◆ Set task: Transcribe, exactly as they appear, only the lines from the one holding "military boot ->" through the end of the entries below.

◆ Available records:

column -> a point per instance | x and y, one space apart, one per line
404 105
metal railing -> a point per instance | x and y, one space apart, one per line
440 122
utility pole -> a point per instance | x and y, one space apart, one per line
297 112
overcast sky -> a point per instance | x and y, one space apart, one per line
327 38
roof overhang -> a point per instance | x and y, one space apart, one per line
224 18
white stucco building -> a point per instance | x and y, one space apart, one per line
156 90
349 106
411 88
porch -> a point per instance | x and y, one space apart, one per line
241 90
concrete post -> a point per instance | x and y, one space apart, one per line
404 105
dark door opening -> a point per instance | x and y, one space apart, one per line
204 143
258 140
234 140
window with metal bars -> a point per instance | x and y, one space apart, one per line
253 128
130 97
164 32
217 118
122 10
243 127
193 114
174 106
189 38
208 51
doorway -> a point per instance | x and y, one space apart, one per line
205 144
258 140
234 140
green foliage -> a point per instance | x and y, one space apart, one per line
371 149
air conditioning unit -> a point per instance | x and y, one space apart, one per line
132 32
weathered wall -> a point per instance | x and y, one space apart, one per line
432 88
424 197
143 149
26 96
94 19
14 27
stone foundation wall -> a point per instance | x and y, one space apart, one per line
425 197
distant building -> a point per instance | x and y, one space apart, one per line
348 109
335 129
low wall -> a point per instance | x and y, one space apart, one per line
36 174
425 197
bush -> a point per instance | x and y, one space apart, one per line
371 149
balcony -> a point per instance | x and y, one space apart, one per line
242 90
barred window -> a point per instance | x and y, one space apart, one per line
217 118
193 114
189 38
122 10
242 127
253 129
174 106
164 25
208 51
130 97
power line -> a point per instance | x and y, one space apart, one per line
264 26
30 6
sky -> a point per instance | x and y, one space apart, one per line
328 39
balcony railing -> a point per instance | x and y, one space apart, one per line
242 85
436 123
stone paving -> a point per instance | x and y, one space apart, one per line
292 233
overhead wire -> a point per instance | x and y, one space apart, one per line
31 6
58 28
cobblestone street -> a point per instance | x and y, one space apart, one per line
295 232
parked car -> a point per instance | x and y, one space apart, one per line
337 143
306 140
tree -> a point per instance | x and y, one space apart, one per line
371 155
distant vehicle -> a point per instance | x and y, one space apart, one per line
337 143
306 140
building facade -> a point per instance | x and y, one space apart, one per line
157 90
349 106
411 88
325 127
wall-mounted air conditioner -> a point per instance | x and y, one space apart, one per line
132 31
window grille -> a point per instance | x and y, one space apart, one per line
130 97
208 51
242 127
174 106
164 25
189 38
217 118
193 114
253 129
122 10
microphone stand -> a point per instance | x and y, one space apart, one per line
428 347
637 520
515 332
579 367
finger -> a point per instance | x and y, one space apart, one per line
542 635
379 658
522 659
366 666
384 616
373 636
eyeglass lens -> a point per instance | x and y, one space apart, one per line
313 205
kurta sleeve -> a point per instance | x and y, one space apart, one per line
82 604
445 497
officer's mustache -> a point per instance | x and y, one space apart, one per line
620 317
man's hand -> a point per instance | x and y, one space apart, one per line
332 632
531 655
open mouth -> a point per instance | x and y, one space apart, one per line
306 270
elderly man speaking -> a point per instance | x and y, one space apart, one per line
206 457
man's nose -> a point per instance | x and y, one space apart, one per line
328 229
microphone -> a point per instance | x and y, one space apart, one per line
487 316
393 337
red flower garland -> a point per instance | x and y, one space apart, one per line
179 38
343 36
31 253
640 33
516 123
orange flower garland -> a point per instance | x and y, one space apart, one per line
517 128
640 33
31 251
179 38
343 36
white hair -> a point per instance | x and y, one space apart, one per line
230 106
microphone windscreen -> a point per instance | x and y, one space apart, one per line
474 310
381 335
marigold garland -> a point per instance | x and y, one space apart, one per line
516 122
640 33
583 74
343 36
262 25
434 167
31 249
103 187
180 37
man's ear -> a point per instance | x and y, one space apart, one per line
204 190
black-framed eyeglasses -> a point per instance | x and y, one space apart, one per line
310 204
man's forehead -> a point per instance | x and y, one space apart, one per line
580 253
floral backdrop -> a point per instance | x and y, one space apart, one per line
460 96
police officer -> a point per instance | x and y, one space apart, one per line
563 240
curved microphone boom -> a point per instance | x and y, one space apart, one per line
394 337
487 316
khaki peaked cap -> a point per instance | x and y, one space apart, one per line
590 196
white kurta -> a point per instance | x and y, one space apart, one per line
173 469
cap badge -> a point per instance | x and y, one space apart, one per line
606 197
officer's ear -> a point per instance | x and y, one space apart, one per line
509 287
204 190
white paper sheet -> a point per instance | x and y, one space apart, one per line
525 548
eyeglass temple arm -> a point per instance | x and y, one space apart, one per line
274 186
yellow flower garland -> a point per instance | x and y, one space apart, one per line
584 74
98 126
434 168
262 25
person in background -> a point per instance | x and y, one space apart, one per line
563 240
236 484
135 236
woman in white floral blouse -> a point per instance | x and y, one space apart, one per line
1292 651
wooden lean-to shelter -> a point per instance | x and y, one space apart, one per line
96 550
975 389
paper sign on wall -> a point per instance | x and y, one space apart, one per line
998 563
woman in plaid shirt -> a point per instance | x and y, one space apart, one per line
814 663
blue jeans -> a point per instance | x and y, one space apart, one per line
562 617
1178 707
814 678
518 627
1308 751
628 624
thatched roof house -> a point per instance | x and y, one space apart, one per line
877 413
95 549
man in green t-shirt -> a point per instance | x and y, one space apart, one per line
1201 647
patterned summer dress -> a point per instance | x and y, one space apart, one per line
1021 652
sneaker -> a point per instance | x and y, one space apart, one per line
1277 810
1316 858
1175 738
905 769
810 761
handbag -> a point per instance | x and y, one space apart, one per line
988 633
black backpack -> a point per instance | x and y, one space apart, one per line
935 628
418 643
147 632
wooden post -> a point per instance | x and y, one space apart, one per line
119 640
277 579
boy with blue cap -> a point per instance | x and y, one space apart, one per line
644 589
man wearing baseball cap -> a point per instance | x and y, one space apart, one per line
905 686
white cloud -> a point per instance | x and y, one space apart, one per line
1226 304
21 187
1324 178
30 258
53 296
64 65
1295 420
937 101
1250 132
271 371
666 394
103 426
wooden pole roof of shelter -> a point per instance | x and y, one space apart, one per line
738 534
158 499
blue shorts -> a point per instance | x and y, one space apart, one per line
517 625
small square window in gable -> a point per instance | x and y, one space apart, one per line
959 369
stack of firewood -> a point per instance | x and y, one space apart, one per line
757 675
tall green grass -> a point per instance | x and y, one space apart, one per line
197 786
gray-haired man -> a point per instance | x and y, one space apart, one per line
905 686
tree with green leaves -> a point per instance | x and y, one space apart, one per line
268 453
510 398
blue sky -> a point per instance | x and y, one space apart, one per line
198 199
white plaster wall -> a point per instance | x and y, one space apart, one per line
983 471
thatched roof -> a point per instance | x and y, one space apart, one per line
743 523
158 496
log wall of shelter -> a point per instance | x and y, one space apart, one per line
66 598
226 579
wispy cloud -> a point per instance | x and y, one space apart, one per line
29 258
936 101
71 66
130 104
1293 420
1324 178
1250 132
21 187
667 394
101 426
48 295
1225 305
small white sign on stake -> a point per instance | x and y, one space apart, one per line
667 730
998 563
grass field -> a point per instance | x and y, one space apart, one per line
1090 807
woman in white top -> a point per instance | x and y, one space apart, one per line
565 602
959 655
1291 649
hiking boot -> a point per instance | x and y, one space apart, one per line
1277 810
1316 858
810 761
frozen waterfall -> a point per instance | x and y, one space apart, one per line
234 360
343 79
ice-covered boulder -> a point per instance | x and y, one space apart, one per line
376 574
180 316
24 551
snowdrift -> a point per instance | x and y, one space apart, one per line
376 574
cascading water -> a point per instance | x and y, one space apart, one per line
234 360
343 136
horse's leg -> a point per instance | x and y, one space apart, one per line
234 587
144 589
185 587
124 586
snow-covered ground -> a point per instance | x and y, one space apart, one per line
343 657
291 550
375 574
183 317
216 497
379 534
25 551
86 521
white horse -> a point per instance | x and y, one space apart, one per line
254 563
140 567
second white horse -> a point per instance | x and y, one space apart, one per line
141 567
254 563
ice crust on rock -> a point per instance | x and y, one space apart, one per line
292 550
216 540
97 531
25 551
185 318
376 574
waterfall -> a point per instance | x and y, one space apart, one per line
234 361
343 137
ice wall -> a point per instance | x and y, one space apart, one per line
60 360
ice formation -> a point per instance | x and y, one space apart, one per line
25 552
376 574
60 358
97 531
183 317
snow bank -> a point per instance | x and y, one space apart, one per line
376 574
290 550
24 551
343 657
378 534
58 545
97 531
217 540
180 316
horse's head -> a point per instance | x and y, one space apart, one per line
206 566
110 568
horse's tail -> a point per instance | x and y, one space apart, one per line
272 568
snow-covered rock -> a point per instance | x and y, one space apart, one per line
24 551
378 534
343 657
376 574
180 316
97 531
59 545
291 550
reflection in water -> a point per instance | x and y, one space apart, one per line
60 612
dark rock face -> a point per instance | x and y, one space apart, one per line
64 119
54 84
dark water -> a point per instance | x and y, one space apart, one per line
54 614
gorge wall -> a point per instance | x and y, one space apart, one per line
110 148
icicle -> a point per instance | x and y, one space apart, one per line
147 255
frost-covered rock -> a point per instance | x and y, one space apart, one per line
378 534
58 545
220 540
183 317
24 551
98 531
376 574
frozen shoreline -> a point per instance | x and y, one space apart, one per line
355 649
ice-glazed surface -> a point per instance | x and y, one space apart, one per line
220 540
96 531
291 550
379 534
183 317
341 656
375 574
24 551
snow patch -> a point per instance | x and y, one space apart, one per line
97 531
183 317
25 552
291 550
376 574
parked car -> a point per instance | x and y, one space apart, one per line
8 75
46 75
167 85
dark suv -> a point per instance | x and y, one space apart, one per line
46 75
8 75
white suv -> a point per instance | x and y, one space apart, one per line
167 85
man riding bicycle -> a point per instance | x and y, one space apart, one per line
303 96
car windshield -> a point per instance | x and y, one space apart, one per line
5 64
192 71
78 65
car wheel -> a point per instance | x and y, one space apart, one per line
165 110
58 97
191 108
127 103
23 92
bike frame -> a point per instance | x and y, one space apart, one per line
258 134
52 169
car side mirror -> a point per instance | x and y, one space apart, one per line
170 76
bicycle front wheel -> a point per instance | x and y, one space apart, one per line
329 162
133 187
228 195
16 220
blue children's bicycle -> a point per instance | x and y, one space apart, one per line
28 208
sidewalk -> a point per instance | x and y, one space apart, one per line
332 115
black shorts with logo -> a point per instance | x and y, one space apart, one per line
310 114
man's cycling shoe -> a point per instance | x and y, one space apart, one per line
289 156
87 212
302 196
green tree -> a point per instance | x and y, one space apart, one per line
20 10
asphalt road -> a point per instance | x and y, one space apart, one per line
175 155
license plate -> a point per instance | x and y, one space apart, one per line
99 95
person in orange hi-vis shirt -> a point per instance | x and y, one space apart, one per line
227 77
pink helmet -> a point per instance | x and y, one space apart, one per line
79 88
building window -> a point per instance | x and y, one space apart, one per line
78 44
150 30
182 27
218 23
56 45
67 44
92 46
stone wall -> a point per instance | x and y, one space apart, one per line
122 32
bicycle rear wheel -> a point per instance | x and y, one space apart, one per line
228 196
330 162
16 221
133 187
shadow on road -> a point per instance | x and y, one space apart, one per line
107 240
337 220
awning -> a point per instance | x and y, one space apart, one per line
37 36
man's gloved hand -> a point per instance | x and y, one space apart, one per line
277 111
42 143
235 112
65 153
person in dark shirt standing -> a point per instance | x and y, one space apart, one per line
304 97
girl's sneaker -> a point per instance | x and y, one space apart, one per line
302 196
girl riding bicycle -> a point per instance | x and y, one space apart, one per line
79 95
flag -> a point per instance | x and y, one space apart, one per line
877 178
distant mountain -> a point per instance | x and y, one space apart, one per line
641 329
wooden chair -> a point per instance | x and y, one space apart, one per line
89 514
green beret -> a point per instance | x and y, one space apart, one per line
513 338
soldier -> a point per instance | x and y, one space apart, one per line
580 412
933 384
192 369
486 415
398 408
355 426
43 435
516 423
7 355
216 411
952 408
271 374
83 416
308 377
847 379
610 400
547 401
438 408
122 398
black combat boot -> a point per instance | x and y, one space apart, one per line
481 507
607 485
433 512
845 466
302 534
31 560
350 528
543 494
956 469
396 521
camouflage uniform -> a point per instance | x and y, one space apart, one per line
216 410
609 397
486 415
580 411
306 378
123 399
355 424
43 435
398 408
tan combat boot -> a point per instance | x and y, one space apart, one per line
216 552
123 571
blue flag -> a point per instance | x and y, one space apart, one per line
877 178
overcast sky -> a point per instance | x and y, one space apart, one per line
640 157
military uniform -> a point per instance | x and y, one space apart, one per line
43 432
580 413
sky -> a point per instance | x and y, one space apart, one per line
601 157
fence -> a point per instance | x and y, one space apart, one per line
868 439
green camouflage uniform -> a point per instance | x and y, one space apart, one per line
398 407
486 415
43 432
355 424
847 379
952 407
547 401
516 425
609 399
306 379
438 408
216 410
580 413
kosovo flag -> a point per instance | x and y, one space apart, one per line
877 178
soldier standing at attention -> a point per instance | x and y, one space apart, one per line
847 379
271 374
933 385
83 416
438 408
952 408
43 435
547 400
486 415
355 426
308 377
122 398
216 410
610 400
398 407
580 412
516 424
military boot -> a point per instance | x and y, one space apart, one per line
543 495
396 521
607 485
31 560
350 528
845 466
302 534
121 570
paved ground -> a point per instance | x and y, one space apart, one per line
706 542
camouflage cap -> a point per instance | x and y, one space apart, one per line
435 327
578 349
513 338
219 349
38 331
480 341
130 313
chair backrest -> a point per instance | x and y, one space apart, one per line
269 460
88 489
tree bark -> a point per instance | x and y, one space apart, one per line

◆ Solution to this exercise:
military boot -> a point per instance | x and y, one space apart, one per line
543 495
396 521
607 485
31 560
350 528
845 466
302 534
121 570
paved ground -> a point per instance | x and y, one space apart, one per line
706 542
camouflage cap -> a point per instance | x and y, one space apart, one per line
435 327
578 349
513 338
219 349
38 331
480 341
130 313
chair backrest -> a point per instance | x and y, one space apart, one per line
269 460
88 489
tree bark -> a point per instance | x and y, one space apart, one per line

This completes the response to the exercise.